■ **Excerpt provided**:
In September 2008 due to insane real estate lending practices by many major and regional banks, the housing market was crippled and the economy finally tumbled. All the major indices declined until March of 2009. What I find ironic and maybe coincidental was in October of 2008, the New York Stock Exchange  did away with the specialist system that had existed since the New York Stock Exchange (NYSE) was born. No longer would one firm be able to buy or sell a NYSE listed stock. Prior to this, a computer trading platform called Archipelago came to prominence in the mid 1990's and started funneling trading business away from the NYSE. So what did the NYSE do?  They bought the company. The damage had been done, however, and the NYSE specialists had lost their total control of  trading in NYSE listed stocks. Now broker-dealer firms that had sufficient capital were trading NYSE stocks for their own accounts. The specialist system on the NYSE was no more and no one really gave this much thought. I just find that the SEC filing in October 2008 changing specialists to designated market makers quite coincidental to the fall in the market. Such information may never be known. Similar to 1987, venerable Wall Street firms such as Lehman Brothers and Bears Stearns, disappeared nearly overnight.

■ **Data extract**:
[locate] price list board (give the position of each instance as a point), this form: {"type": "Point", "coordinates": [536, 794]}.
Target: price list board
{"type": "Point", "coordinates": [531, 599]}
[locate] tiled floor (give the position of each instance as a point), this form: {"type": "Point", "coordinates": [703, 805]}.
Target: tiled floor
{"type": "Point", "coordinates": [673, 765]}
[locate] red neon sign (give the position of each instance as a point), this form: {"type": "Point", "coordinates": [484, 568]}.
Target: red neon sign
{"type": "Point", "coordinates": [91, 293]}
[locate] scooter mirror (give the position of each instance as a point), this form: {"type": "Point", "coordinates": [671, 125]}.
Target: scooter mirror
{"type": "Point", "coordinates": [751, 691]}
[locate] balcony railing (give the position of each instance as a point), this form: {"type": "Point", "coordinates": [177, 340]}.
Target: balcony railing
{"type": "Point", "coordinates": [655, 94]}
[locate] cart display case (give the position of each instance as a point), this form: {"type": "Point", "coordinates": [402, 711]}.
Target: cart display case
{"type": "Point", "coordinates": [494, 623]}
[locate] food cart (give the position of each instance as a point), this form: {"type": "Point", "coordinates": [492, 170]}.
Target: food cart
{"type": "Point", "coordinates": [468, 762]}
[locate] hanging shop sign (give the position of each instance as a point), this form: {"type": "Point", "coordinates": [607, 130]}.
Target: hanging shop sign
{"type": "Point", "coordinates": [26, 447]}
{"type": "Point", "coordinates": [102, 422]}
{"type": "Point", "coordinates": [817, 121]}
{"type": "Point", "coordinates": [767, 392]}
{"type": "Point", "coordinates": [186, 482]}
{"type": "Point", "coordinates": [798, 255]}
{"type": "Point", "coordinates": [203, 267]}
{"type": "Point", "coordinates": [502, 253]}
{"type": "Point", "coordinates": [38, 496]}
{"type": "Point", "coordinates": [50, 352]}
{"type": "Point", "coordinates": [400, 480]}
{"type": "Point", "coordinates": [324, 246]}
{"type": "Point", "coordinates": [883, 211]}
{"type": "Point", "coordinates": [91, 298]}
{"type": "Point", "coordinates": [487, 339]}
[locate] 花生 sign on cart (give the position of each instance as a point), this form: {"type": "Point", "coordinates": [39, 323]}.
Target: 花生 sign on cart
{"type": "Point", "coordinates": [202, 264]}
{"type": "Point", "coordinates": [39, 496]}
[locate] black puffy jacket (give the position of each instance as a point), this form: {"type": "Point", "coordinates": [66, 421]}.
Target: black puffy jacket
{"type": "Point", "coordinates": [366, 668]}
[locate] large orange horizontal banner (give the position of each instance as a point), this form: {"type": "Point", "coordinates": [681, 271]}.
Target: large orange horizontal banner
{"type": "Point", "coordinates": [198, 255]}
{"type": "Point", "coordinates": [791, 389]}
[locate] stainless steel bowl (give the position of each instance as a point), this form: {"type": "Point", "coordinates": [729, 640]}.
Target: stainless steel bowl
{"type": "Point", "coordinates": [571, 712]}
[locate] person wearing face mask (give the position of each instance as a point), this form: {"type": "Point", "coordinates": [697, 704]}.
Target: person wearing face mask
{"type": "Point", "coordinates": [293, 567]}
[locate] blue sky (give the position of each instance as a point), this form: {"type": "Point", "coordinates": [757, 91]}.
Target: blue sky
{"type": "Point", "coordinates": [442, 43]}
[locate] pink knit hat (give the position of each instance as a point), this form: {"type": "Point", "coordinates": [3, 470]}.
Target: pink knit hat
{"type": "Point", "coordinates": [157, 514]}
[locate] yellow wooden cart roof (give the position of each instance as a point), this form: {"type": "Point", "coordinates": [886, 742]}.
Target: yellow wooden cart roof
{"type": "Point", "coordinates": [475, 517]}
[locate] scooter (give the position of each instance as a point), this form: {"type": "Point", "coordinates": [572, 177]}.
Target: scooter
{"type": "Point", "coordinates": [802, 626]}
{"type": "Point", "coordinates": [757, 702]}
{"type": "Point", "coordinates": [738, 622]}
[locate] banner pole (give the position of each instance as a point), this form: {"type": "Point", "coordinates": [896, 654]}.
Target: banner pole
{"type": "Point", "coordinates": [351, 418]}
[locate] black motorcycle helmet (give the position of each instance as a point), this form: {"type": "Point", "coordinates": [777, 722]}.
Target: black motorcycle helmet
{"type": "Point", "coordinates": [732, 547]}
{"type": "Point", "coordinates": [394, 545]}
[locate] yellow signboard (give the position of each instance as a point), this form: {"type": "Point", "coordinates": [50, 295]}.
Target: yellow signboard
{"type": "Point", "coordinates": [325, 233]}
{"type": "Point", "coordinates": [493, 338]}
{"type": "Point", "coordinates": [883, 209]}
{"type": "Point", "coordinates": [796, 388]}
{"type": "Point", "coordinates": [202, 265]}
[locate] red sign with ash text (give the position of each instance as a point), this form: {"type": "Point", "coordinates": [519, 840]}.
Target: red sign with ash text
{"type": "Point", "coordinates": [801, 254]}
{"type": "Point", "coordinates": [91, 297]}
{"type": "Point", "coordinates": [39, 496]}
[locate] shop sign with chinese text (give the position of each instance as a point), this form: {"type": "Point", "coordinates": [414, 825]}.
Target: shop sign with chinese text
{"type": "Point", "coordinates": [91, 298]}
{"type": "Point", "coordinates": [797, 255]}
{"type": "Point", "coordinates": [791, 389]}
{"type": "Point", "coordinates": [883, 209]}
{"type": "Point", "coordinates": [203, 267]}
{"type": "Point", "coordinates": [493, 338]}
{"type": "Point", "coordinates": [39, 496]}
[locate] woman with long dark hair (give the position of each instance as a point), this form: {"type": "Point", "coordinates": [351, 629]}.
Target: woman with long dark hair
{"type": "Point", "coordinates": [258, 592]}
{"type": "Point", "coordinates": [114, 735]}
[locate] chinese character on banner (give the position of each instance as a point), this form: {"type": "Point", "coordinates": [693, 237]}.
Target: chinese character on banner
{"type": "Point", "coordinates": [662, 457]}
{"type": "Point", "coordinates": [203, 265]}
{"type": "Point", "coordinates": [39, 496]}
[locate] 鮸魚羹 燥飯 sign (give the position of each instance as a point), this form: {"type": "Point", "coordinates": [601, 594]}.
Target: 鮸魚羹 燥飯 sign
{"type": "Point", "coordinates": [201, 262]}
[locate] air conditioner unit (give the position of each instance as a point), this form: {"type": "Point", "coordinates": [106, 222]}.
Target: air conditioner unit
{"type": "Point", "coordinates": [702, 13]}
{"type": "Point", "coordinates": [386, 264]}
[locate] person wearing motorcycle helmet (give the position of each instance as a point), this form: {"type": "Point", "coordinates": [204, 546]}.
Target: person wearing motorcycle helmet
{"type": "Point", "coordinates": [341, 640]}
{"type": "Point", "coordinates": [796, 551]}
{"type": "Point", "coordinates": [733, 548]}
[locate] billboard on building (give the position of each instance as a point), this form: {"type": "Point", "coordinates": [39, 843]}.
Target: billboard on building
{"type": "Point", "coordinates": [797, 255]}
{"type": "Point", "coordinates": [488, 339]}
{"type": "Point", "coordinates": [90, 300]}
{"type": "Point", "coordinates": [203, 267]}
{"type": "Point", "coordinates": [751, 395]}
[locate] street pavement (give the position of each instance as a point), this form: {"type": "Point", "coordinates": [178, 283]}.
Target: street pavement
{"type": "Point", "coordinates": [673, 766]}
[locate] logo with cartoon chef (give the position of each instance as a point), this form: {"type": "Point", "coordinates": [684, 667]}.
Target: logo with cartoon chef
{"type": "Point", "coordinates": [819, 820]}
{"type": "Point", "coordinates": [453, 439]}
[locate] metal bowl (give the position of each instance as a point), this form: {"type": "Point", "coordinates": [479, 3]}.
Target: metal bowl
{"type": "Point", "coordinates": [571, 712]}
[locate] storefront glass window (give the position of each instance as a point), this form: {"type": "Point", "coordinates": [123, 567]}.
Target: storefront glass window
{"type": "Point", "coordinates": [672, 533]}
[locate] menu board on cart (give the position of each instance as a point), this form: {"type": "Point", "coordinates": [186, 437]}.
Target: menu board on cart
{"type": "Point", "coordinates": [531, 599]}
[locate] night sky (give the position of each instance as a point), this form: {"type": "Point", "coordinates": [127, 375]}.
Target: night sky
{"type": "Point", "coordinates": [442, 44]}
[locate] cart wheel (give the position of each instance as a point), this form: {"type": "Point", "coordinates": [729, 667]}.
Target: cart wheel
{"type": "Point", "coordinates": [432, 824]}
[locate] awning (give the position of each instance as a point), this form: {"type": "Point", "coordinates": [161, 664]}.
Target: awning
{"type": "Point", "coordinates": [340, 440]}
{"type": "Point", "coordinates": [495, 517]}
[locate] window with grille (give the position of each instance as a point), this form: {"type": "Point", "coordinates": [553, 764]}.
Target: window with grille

■ **What you will do**: Continue the passage above on the 2008 market collapse and the end of the NYSE specialist system, starting right after its final sentence.

■ **Answer below**:
So why this soliloquy? I am trying to illuminate facts that exist to me that the stock market is a business made up of investment banks and broker dealer firms who are not who they are portrayed to be. They are for profit firms and institutions who exist to make money playing a game by their own rules. We have pontificated and glamourized men like Michael Milken, Bernie Madoff, and Jordan Belfort.

In simplest terms, these firms' product are securities. They hold an inventory by buying securities at low levels, raising prices to get other investors to buy until their inventory becomes low or their bag of stocks are just about empty. Then at the highs, these firms will establish short sales because so many investors have purchased stock in street name and quickly drop the price of their stock to cover or buy back their shares and refill their bags of stock. This is why the stocks have rallied from the lows established in March of 2009.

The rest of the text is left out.